> _Goal of the exercise_
Count the lines in the entries below that contain the word "wooden", and reply with only that number.

> _Input material_
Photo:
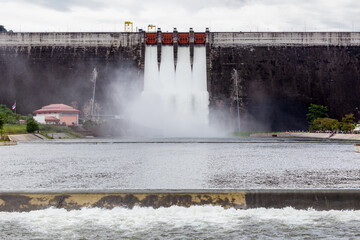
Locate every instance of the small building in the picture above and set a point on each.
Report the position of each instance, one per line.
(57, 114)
---
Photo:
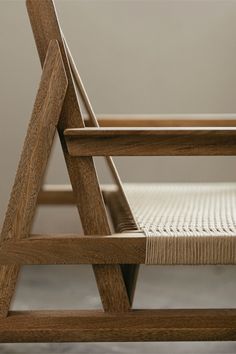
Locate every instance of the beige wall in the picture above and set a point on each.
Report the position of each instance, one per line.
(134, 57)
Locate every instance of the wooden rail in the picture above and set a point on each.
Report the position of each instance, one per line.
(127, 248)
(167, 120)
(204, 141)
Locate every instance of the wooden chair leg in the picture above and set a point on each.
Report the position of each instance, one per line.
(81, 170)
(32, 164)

> _Written response_
2